----- Article -----

Audax newbies John and Marianne finish looking remarkably relaxed about the whole experience. They report the final hurdle - a tree has now fallen across School Lane 2km from Lymington and it is completely blocking the way back into town for the 100km route. Assuming this is also part of the Audax experience they have climbed through it (You wouldn't want to risk a DNF on your first Audax event would you?). Some considerable time later PBP veteran Pete S, who is John's brother and their mentor and guide, arrives having punctured umpteen times with a rear tyre that probably should have been thrown away in Paris.
The final frontier - tree across road on 100km route into Lymington
Mike and Sheelagh arrive back to make the first successful tandem finishers (Century Ride) and a short time later a second tandem, with Andrew and Laura arrives (100km finishers). Four 200km cyclists finish, including Steve U, who sets off again for Southampton after a short break; and Mike L, who recounts how a large branch fell from a tree nearby as he was writing down the answer to the Woodlands Info Control. He summarises the day as, " Did 200km and had a great time - never crossed so many fords nor got wetter feet; the wind was a bastard; great food at the arrivée."

----- Recorded data -----

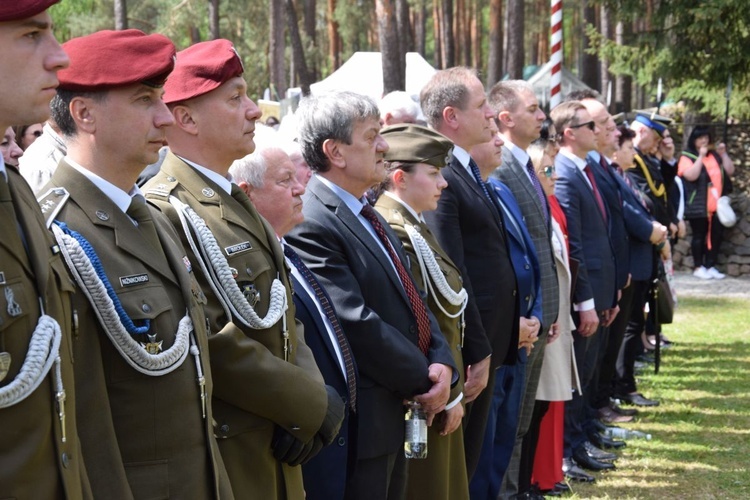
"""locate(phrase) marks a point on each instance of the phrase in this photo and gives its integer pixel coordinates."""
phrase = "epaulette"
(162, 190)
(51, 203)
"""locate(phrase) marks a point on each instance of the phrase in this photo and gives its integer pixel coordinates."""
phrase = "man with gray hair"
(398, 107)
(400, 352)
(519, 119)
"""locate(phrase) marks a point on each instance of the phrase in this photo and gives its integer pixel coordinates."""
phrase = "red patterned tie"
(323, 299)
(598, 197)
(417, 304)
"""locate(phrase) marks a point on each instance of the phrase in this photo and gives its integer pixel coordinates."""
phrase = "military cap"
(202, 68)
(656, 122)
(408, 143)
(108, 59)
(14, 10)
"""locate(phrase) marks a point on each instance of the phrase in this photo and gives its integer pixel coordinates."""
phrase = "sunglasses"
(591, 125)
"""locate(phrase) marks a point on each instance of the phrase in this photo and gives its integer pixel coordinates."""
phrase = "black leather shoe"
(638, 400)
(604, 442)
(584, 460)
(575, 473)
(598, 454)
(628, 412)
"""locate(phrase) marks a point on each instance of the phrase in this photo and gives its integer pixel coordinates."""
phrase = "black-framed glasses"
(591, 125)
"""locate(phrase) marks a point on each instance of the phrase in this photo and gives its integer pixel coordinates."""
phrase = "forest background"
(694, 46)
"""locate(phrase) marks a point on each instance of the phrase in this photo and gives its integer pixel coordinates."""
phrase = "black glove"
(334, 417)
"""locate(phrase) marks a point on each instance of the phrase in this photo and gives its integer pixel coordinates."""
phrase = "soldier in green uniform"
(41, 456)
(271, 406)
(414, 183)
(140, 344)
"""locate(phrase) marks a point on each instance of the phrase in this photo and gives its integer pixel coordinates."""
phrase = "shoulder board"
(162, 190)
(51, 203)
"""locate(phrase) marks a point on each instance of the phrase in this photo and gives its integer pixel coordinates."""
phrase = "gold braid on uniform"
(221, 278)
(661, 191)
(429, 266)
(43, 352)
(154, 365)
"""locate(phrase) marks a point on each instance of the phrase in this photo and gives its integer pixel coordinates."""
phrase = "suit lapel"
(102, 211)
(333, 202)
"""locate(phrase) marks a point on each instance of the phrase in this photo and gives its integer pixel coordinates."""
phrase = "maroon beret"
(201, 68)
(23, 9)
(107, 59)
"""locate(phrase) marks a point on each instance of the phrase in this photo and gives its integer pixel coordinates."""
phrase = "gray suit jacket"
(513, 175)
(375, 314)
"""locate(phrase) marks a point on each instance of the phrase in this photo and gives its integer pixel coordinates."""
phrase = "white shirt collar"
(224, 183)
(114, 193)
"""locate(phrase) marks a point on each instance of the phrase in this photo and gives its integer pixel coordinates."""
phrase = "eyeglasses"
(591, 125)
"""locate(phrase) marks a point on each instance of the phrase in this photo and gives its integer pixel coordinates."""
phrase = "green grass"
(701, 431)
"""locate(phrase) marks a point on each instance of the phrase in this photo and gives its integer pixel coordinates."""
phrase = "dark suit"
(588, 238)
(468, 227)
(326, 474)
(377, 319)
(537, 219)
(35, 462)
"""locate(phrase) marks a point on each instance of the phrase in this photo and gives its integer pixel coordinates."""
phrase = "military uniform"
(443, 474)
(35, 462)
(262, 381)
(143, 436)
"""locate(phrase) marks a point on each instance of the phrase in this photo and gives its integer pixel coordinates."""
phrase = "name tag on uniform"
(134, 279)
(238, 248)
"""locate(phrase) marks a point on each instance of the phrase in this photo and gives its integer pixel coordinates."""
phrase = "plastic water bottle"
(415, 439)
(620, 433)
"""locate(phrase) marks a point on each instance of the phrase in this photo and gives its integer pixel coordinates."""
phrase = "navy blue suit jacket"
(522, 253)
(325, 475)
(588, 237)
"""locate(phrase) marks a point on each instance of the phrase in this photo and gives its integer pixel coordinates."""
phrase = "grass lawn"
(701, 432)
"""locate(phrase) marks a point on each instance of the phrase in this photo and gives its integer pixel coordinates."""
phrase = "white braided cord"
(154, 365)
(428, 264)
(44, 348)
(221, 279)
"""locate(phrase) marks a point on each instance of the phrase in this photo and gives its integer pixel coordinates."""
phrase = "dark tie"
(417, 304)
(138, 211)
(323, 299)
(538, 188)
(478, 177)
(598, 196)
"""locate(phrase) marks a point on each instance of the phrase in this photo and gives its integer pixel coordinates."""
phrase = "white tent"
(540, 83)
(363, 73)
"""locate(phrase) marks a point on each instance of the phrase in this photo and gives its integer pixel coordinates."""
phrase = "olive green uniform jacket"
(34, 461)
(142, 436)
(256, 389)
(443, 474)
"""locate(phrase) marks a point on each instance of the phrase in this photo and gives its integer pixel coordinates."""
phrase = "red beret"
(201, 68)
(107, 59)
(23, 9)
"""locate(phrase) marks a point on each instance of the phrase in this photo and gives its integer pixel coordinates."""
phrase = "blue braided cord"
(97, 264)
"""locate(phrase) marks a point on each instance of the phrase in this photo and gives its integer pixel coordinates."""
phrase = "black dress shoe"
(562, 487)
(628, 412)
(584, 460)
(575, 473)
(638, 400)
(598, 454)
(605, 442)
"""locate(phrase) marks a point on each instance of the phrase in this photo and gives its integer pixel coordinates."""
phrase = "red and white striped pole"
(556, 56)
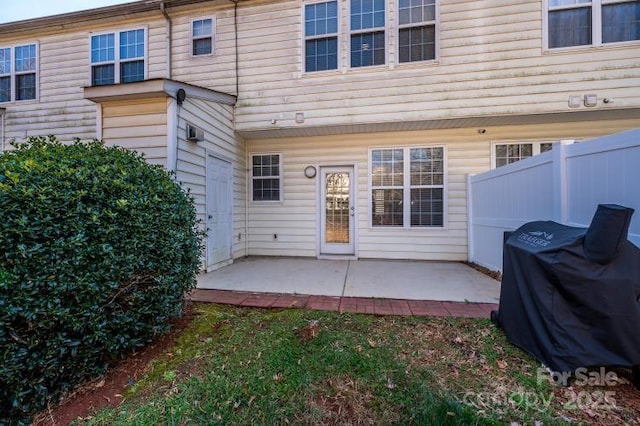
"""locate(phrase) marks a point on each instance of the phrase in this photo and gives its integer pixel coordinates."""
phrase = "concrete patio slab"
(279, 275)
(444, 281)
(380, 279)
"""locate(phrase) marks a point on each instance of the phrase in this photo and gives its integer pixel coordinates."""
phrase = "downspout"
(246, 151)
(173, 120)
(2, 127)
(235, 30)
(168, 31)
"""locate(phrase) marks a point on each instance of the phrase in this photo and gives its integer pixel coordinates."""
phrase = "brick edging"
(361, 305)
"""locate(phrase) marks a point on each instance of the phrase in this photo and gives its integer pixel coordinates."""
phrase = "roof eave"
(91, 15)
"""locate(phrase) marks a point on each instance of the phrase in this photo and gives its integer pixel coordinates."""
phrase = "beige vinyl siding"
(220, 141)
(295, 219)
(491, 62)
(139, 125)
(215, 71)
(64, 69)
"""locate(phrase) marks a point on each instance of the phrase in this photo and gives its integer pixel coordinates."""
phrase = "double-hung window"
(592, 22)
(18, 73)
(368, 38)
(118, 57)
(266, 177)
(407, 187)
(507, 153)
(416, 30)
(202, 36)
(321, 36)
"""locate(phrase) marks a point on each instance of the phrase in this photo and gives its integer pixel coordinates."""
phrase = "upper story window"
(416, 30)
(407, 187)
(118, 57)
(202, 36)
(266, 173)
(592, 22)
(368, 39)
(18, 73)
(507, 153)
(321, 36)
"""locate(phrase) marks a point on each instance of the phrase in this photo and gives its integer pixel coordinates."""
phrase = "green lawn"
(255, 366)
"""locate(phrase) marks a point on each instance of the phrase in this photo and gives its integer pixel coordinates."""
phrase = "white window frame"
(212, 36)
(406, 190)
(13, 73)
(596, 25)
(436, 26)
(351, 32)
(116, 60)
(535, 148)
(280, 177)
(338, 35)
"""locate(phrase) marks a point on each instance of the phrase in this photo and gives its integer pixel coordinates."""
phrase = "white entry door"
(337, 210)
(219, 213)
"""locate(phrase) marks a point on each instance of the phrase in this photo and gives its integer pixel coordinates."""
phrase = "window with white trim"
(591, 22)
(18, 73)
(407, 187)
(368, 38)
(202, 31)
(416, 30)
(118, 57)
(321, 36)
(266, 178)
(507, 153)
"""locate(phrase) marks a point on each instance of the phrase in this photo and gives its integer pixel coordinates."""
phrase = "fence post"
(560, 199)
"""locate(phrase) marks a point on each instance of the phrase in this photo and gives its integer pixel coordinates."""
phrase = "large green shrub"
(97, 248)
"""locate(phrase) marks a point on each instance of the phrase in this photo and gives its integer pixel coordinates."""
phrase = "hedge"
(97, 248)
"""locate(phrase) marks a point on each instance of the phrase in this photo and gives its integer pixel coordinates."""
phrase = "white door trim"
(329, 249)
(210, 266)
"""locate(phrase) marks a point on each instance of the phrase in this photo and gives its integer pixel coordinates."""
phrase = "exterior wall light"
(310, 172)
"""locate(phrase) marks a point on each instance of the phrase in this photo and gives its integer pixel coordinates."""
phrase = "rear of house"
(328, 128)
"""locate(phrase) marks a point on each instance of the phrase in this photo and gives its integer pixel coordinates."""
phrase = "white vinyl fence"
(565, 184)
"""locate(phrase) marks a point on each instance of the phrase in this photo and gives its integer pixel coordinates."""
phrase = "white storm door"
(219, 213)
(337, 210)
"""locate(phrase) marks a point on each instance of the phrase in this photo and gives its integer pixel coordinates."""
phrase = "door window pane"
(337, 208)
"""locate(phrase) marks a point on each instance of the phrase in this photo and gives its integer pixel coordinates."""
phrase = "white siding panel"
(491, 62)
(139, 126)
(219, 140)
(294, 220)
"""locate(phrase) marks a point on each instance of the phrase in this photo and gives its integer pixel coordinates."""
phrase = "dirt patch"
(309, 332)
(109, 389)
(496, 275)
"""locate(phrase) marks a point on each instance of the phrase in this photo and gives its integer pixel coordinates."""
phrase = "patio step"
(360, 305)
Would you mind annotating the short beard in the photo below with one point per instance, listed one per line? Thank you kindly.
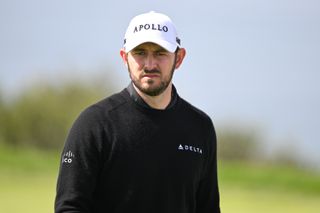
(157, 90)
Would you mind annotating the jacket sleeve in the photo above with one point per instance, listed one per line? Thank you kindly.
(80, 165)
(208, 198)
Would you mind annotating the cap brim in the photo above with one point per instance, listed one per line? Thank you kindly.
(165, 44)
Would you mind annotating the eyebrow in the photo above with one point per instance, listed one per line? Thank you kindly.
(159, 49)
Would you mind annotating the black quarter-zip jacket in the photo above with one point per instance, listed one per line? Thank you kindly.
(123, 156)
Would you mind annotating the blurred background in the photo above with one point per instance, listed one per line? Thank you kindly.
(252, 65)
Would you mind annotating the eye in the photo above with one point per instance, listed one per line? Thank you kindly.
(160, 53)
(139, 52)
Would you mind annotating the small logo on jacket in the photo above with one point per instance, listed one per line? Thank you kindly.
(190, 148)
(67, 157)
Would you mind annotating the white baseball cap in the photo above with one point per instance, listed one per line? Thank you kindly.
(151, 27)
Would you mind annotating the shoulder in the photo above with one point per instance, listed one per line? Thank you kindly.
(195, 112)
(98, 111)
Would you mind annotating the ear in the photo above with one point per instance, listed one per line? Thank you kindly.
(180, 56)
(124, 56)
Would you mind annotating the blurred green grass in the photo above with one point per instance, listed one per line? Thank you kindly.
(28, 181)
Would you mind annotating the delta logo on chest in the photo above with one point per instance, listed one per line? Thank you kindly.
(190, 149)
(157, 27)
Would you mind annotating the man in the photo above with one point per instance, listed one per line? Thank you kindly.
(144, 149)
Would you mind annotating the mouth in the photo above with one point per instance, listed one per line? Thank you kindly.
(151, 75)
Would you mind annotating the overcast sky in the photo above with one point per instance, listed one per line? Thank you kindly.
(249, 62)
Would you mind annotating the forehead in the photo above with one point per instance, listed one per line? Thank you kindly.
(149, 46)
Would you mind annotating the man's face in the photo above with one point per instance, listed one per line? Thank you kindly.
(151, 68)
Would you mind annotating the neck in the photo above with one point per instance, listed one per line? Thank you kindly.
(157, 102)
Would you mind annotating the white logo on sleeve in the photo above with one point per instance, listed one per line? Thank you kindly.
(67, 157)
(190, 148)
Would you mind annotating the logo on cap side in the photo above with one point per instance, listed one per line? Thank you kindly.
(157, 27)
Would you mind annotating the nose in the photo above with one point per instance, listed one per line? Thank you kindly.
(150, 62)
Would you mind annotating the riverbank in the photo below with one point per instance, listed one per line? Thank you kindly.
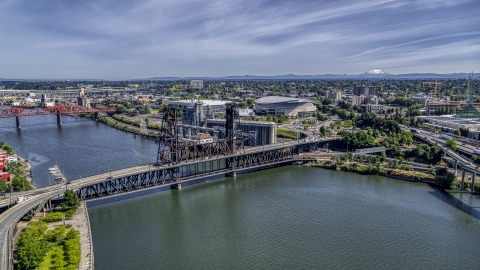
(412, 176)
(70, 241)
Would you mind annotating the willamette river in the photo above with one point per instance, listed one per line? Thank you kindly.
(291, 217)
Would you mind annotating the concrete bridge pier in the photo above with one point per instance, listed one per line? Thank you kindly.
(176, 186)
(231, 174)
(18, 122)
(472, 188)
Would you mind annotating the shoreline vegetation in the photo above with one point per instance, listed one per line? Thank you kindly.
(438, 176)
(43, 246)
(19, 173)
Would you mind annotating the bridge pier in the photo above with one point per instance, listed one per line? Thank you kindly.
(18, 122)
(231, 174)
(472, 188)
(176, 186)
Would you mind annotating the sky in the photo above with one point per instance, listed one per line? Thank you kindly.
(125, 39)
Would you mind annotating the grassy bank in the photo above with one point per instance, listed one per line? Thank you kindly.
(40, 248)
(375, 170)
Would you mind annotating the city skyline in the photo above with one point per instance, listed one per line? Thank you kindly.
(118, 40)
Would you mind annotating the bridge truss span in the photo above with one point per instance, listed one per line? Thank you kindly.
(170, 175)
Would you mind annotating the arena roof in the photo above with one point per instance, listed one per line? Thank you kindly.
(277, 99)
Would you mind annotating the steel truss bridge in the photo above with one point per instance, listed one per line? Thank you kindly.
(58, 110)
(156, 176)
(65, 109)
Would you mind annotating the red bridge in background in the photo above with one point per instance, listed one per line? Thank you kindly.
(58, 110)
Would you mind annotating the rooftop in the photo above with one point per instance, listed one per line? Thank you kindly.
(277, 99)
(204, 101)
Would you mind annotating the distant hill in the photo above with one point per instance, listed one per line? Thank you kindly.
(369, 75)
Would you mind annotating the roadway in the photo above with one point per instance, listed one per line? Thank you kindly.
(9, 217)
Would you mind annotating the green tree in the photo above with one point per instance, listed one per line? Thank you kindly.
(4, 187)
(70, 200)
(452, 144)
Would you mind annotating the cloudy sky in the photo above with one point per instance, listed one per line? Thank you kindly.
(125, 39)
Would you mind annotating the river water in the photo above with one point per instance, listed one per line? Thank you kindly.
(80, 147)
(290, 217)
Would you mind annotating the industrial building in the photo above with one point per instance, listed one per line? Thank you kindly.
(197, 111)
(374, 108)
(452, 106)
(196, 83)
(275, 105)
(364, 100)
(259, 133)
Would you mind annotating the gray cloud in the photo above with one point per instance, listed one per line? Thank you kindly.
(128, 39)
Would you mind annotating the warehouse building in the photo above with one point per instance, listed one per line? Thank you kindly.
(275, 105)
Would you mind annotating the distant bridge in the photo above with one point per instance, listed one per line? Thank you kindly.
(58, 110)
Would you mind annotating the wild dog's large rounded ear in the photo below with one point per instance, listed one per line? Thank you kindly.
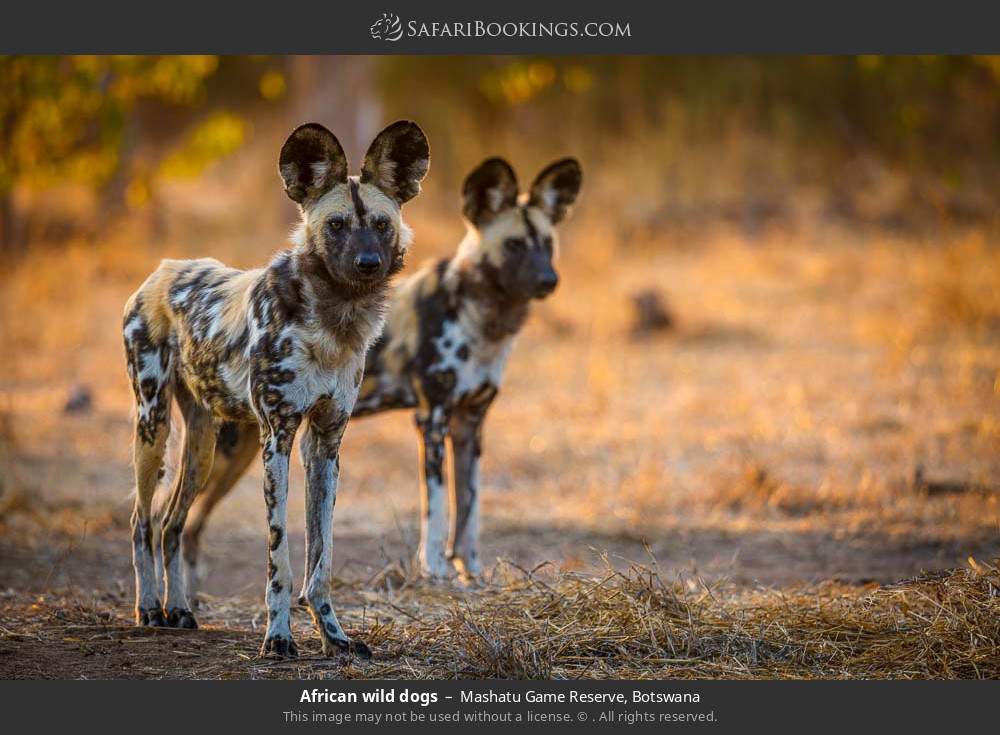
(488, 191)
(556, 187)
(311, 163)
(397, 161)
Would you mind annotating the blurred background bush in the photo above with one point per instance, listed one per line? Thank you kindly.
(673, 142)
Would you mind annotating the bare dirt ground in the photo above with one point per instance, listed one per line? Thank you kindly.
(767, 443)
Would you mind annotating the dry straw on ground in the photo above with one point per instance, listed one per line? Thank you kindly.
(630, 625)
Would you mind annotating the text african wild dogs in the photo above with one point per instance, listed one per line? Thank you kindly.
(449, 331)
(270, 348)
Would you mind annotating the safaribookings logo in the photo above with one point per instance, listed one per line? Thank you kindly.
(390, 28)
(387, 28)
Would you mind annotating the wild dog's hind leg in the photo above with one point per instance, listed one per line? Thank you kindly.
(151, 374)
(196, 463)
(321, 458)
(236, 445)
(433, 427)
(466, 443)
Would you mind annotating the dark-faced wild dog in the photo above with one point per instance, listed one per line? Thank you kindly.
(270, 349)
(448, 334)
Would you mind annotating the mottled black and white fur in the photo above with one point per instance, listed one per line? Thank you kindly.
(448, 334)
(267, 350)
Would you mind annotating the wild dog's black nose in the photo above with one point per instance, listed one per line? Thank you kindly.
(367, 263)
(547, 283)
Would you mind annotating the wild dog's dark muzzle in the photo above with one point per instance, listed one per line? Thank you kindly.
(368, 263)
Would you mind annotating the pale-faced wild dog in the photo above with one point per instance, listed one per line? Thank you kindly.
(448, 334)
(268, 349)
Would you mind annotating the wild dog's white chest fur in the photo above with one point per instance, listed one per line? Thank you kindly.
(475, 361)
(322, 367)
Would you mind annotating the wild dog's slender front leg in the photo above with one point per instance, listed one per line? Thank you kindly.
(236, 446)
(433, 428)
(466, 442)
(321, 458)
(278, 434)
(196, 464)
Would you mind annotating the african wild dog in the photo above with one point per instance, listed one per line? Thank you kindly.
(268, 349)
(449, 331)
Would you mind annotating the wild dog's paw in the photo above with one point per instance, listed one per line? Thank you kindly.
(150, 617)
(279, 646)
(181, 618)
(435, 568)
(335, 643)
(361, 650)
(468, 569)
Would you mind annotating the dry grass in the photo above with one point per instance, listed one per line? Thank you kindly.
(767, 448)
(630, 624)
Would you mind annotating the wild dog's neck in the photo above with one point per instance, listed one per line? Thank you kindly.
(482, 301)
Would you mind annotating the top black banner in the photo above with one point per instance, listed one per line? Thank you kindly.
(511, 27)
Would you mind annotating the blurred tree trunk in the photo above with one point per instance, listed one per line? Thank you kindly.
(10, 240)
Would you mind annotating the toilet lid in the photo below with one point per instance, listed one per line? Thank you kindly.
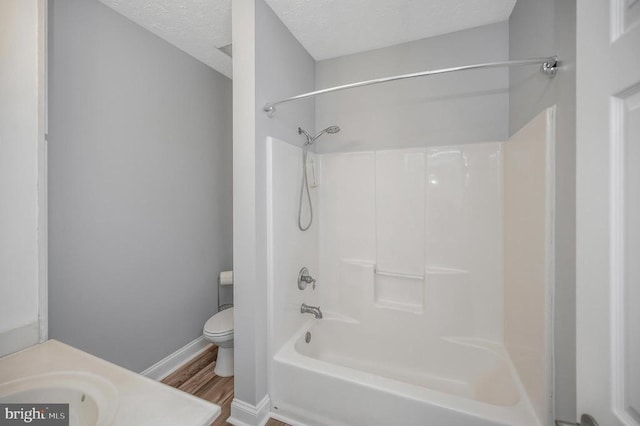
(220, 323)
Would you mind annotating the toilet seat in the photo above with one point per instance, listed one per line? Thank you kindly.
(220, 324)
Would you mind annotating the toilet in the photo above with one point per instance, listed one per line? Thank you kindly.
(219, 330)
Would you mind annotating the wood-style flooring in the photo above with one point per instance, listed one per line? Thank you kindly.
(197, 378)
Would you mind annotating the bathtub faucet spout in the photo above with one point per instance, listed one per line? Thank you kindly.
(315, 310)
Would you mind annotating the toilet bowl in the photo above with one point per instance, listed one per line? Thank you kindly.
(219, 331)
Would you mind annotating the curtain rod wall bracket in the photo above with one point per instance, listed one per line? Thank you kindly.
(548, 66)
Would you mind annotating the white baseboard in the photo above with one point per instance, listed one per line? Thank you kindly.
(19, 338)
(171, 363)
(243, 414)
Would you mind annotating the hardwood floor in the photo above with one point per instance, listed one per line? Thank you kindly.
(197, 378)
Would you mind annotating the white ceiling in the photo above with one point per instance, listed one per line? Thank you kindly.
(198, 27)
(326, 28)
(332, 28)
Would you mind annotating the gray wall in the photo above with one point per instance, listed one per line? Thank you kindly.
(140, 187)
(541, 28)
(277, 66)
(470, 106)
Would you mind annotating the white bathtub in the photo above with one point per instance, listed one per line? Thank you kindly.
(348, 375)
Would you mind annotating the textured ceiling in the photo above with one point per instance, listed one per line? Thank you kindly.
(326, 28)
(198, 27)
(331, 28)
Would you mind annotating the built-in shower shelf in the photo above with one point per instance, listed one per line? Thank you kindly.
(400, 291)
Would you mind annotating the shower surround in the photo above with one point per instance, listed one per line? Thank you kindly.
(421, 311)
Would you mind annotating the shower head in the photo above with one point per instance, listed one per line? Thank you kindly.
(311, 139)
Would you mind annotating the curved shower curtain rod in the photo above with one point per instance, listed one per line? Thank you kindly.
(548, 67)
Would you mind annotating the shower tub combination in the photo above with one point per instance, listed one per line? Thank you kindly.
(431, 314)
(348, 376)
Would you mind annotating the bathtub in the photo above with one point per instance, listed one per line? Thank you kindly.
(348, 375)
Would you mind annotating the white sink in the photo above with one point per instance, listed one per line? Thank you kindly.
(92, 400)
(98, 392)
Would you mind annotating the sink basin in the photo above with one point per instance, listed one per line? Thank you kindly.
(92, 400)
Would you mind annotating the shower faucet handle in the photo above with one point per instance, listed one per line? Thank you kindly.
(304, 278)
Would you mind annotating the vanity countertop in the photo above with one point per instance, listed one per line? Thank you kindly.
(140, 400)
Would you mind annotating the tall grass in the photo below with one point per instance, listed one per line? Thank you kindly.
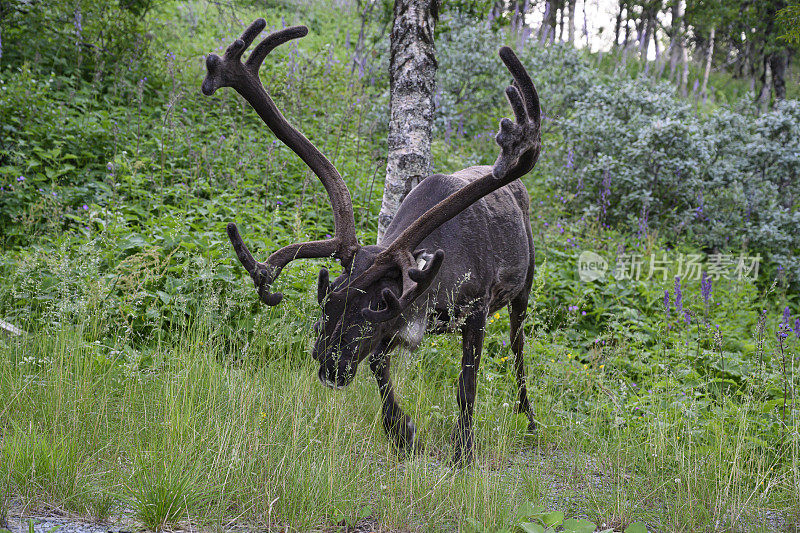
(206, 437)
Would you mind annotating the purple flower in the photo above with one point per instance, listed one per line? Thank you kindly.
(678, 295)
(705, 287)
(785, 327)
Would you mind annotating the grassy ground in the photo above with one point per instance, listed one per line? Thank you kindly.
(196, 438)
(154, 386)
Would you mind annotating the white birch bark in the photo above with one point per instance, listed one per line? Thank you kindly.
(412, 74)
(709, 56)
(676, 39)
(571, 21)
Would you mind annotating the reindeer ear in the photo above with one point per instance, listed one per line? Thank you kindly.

-----

▶ **Exercise**
Answer these questions about the ride report.
1. How far from Lymington is the tree that fell across School Lane?
2. Who were the first successful tandem finishers?
3. Where did Steve U set off for after a short break?

▶ **Output of the task**
1. 2km
2. Mike and Sheelagh
3. Southampton